**What is needed:**
Pick out and copy every line in the material below that contains the string "numbers". Case counts.

**Excerpted data:**
================

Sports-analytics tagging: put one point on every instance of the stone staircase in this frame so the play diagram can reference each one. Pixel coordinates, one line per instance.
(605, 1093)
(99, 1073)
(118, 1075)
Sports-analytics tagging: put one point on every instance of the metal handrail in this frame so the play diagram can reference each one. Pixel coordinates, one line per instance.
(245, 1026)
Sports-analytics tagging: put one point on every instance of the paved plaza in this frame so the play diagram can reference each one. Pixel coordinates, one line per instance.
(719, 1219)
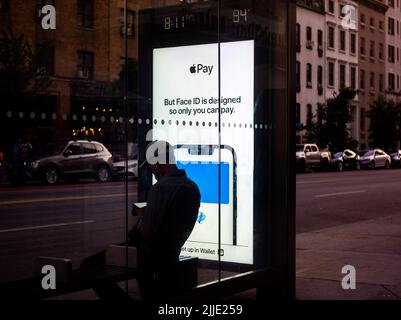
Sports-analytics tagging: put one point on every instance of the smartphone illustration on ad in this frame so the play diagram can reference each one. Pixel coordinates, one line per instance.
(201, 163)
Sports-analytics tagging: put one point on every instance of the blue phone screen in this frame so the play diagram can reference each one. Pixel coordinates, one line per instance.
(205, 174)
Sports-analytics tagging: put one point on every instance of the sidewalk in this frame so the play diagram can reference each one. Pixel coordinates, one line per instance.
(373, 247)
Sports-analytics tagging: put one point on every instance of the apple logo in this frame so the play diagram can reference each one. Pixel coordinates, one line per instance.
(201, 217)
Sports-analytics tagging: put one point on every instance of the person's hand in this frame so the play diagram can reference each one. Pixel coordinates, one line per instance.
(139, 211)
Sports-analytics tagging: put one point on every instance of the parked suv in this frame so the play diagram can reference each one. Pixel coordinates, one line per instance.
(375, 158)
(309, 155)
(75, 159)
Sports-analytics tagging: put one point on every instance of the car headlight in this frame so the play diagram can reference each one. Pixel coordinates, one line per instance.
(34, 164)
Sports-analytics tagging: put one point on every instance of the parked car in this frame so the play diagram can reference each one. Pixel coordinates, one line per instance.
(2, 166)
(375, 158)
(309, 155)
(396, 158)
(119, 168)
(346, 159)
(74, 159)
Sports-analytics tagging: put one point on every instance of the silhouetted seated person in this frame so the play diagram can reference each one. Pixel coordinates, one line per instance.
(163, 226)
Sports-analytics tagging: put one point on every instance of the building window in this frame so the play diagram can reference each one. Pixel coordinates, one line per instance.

================

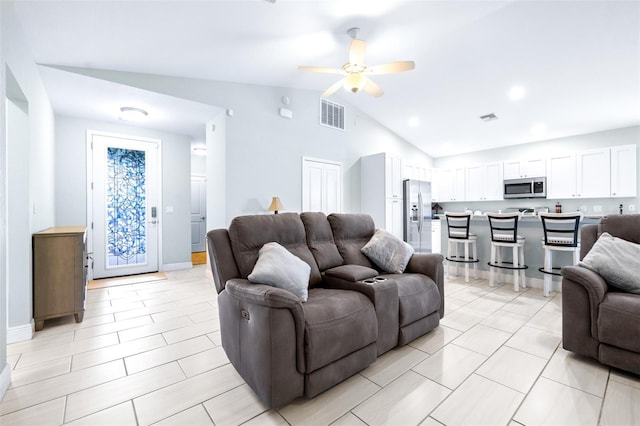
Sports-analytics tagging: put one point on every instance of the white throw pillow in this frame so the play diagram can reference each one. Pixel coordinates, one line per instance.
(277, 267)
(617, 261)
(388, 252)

================

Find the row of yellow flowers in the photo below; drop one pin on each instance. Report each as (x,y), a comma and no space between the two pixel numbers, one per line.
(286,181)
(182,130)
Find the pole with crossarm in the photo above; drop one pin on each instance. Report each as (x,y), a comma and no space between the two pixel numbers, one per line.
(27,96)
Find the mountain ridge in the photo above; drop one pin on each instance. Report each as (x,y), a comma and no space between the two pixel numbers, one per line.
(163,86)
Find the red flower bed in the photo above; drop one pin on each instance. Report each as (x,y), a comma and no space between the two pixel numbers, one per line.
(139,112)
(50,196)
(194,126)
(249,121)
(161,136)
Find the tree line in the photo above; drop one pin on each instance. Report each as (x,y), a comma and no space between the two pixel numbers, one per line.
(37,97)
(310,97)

================

**Worked solution:**
Find the row of yellow flowers in the photo below; drop one pin on each instance. Report each as (x,y), a comma and no space between the two pixel numbers, one per line.
Find the pole with crossarm in the photo above; drop one pin on each instance. Report each as (x,y), a comma and no space between the two pixel numbers, one per line.
Find the mountain ridge in the photo above; drop one pin on each instance. Report each as (x,y), a comma and no space between the two pixel numbers, one per line.
Find the red flower bed in the photo above; drop one pin on each instance. Report each as (x,y), a comma and no space between the two pixel numbers, one per line.
Find the tree line in the photo above; drop one pin on each instance. Report each as (x,y), a comma and no space between the two pixel numbers, one per line.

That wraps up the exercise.